# Free Online Gurbani Course



## kds1980 (Jan 20, 2008)

The online course of gurbani is available on the following website.

Welcome to Ggs Web Academy! Register Now!

If anybody interested please contact them


----------



## spnadmin (Jan 20, 2008)

Kds ji

Thank you!!!!!!! I just signed up.


----------



## Sherab (Jan 20, 2008)

shukria!!


----------



## Astroboy (Jan 20, 2008)

Just registered.

Thanks, kd singh ji.


----------



## spnadmin (Jan 20, 2008)

They have an entire course on Sukhmani Sahib.

One problem though. After signing up, the page navigated to lessons on Sant Kabeer -- which is good. But not lesson number 1. I can't find it.

Also, where are the assignments? You have to promise to complete assignments by deadline -- however without lesson 1 and a schedule -- well what do you do?


----------



## Sherab (Jan 20, 2008)

aad0002 said:


> They have an entire course on Sukhmani Sahib.
> 
> One problem though. After signing up, the page navigated to lessons on Sant Kabeer -- which is good. But not lesson number 1. I can't find it.
> 
> Also, where are the assignments? You have to promise to complete assignments by deadline -- however without lesson 1 and a schedule -- well what do you do?


Start off from the last lesson, I guess and take notes. once you have that work done, then go backwards. However, you can always take the course again to brush up what you missed, since it's free... i don't see why not too.


----------



## Astroboy (Jan 20, 2008)

Sherab ji,

Your comment reminds me of a wisdom quote,

"
You may wonder, 'How can I leave it all behind if I am just coming back to it? How can I make a new beginning if I simply return to the old?' The answer lies in the return. You will not come back to the 'same old thing.' What you return to has changed because you have changed. Your perceptions will be altered. You will not incorporate into the same body, status, or world you left behind. The river has been flowing while you were gone. Now it does not look like the same river."
* [The Book of the Vision Quest]*


----------



## spnadmin (Jan 20, 2008)

Another wisdom quote?

### ENTRIES PROVIDED

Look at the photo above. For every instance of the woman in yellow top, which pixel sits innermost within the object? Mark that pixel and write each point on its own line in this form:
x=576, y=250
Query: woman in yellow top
--
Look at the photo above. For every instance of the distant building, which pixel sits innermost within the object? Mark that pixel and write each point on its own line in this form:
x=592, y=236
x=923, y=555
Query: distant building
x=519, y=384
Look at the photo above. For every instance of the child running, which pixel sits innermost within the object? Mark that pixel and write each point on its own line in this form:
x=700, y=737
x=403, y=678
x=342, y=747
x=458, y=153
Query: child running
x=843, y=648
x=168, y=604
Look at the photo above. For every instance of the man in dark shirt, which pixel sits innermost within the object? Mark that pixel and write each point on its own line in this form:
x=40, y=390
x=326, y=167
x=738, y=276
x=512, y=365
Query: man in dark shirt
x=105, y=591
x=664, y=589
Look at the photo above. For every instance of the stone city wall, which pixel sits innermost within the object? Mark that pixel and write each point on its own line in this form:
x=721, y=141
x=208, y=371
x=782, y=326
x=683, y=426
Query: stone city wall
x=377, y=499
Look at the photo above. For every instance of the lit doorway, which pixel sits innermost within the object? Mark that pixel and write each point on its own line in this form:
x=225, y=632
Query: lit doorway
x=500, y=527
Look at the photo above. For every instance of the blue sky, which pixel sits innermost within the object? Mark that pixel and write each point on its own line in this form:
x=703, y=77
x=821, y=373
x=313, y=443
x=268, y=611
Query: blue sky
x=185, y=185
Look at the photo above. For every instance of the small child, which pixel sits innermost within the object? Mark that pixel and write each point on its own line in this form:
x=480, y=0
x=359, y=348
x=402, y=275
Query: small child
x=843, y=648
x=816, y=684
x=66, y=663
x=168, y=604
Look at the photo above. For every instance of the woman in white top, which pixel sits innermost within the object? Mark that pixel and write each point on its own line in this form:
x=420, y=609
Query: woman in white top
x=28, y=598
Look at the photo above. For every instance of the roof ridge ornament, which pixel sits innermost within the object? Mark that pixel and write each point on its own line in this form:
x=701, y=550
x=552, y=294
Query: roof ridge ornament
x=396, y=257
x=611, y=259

### THE REQUEST
Write the next part of the forum thread about the free online Gurbani course, picking up after its final post.

### OUTPUT BELOW
"How can I complete my assignments by deadline if I can't find the schedule on the website."

When you register you Agree to complete your assignments on time in return for the free course.


----------



## Archived_Member1 (Jan 20, 2008)

excellent find, thanks!  

(i'll see if i can navigate it!)


EDIT:

i'm a bit concerned that the site does not seem to have been updated since late 2006...  i wonder if it ever really got off the ground?  will there be future lessons?

regardless, i'll do the sukhmani sahib lesson, it can't hurt.


----------



## kds1980 (Jan 21, 2008)

Jasleen ji

The lesson in  gurmat has been started

Here is the link where the person who originally posted this link on sikhsangat

Free Online Gurbani Course! - The Voice of Sikh Youth


----------



## Archived_Member1 (Jan 21, 2008)

kds1980 said:


> Jasleen ji
> 
> The lesson in  gurmat has been started
> 
> ...




thanks for the post, but that was also from 2006.    i'm also unable to register, i keep getting "mysql" errors.   

i'll keep trying...


----------



## inder preet (Jun 18, 2013)

pls do give me the details of these courses n the entire detail how to get register n how to proceed abt sukhmani sahib n sant kabir ji


----------



## inder preet (Jun 18, 2013)

can u tl me the details of the history of dason gurus.if yes then do tel me.


----------



## findingmyway (Jun 18, 2013)

Inder preet ji,
Try this link http://www.ggsacademy.com/splash/index.html All the instructions are on the website.

Please also bear in mind that not all people on this website have English as their first language. Please avoid text speak and type in full with proper spelling so all can understand. Thanks.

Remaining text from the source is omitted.